Passage =
This is how I will know you have shown unfailing love to my master – Genesis 24:14
A while back a friend called to tell me his grandmother died. I didn’t know the grandmother very well, but I did know she was comfortable financially. Although I was sad for my friend, it also occurred to me that he might see a significant inheritance, and I was surprised my reaction was, “Why him? Why can’t I get something from someone?” Yes, I was disappointed in myself, but being the self-professed good Christian man that I am, I put aside my bad feelings and convinced myself they weren’t there.
But God knew better.
Two days later, I’m reading in Genesis as part of a “Read the Bible Through in a Year” program we were doing at the church where I’m the self-professed good Christian pastor. When I got to the above verse is Genesis, my reaction to my friend’s potential blessing came flooding back. It seemed God wasn’t finished with me. As a side note, have you ever noticed some of the programs we use to enhance our spirituality, like Bible reading programs, God uses to fix our spirituality?

Dataset entries:
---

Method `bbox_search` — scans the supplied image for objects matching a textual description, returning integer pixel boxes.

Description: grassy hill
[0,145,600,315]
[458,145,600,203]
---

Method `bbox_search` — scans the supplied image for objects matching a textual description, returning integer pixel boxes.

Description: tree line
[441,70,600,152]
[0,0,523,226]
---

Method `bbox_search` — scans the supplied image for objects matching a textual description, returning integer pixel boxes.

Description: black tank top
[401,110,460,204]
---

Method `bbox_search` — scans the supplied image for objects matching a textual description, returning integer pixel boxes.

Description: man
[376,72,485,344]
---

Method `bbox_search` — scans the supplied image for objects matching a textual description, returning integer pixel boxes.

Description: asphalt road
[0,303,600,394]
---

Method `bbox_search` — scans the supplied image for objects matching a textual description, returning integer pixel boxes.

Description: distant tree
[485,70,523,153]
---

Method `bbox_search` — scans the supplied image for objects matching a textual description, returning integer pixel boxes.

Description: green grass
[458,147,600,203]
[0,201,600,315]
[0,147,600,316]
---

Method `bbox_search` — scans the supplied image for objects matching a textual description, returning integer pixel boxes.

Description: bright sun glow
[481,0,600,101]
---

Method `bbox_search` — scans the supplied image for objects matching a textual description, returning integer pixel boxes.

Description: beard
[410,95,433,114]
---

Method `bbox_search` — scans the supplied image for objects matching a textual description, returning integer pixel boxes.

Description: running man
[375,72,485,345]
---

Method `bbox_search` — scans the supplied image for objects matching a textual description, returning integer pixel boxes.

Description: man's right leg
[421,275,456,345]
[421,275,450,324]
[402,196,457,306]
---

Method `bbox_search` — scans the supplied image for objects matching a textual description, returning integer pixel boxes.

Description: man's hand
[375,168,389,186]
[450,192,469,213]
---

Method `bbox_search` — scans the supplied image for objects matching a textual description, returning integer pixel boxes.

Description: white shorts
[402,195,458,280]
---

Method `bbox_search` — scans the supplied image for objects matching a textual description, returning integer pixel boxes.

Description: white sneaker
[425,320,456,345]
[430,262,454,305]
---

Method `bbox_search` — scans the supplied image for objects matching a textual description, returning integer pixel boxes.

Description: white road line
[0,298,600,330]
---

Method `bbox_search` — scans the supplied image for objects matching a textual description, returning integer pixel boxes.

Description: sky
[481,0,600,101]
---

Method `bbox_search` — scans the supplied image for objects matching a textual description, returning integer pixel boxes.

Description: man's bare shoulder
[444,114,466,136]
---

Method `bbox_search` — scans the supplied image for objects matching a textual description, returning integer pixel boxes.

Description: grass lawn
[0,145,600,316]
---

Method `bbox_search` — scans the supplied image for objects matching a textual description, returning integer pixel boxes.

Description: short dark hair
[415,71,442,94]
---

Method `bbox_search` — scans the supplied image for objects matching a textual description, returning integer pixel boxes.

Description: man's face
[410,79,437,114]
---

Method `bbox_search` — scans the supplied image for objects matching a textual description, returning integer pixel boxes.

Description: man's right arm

Exercise instructions =
[1] Answer these questions from the devotional:
(a) Which Bible verse is quoted at the top?
(b) Why did the friend call?
(c) Which program was the church following when the writer read Genesis?
[2] Reproduce the devotional word for word from "But God knew" to "fix our spirituality?".
The dataset entries have no role here.

Replies =
[1]
(a) Genesis 24:14
(b) To say that his grandmother had died.
(c) A "Read the Bible Through in a Year" program.

[2]
But God knew better.
Two days later, I’m reading in Genesis as part of a “Read the Bible Through in a Year” program we were doing at the church where I’m the self-professed good Christian pastor. When I got to the above verse is Genesis, my reaction to my friend’s potential blessing came flooding back. It seemed God wasn’t finished with me. As a side note, have you ever noticed some of the programs we use to enhance our spirituality, like Bible reading programs, God uses to fix our spirituality?